Tuesday, April 29, 2014

Organizing a boy's closet with felt baskets

For some parents, organizing their kids' rooms is a joy to match no other.  Or, at least, that's what their Pinterest profiles suggest.  Have you ever seen so many matchy-match rooms full of sweetness and whimsy?
organizing-boy's-closet
I admit I'm a Pinterest fan and have a board or 20 devoted to home decor and organizing, but I do try to keep the boards realistic.  I am never going to build a castle in my daughter's room and put her bed and stuffed animals inside.  Not going to happen, so why bother pinning it?


I can buy matching baskets to make the clutter look less . . . cluttery, though.  And I did!

A few months ago a friend sacrificed her Sunday morning to help me declutter my son's room.  We were ruthless and threw out a ton of stuff, repurposed containers and shoved LEGOs and action figures into them, put them on his closet shelf and claimed victory.  I guess I have a weird touch of perfectionism mixed into my attention deficit personality because the mismatched containers nagged at me.
Target to the rescue.  As usual.  I may love Target as much as Pinterest.  I may also need an intervention for both of these attractions.

I had been eyeing these cute felted baskets for months.

felted-baskets-Target

Every time I wandered past them, I'd pick them up, look at the price, have a serious conversation with myself about them not being on the list and how I need to stick to the list, smile at passers-by when they stared at the crazy lady arguing with herself about baskets, then place them back on the display shelf and move on to the paper craft aisle where I would argue with myself about decorative craft scissors.

The last couple of visits to Target, I noticed that the felt baskets had that lovely red sale sticker on the tag.  I fondled them longer, but still decided to wait and see if they would be marked down any more.  I shopped the dollar aisles, but really didn't want to buy cheap plastic or cardboard baskets.  Besides, none of them looked right for a boy's room.

My last visit to Target I picked up the felted baskets and they had been marked down to less than $2 each.  Boo-yah!  I plopped 3 of those babies in my basket.  No arguments necessary.

sale-baskets-Target

So, here is what my son's closet looks like now.
organized-boy's-closet

I think a touch of aesthetics can make organizing less tedious, don't you?

Or am I rationalizing my bad Target habit?

Friday, April 25, 2014

Parenting: One of Those Days

Crisis - noun, plural crises
  1. a stage in a sequence of events at which the trend of all future events, especially for better or for worse, is determined; turning point.

- TASK
Please decide whether each statement agrees with the closet blog post, answering yes or no and quoting the words of the post that decide it.
1. A friend gave up a Sunday morning to help declutter the son's room.
2. The felted baskets were bought at their full price.
3. Four felted baskets were bought on the last visit to Target.

(Coordinate annotation entries)
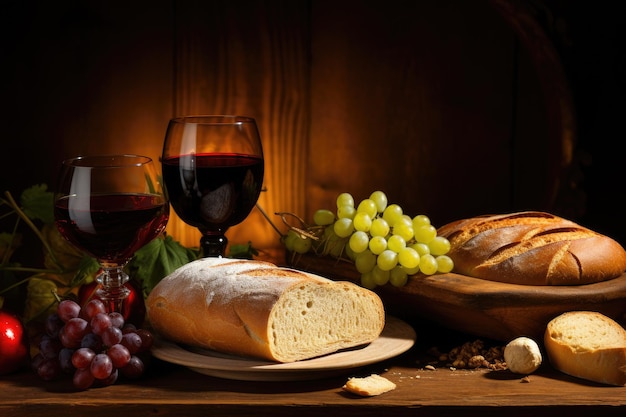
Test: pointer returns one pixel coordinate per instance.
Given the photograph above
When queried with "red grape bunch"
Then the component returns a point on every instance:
(92, 345)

- EXERCISE RESULT
1. Yes: "a friend sacrificed her Sunday morning to help me declutter my son's room."
2. No: "they had been marked down to less than $2 each."
3. No: "I plopped 3 of those babies in my basket."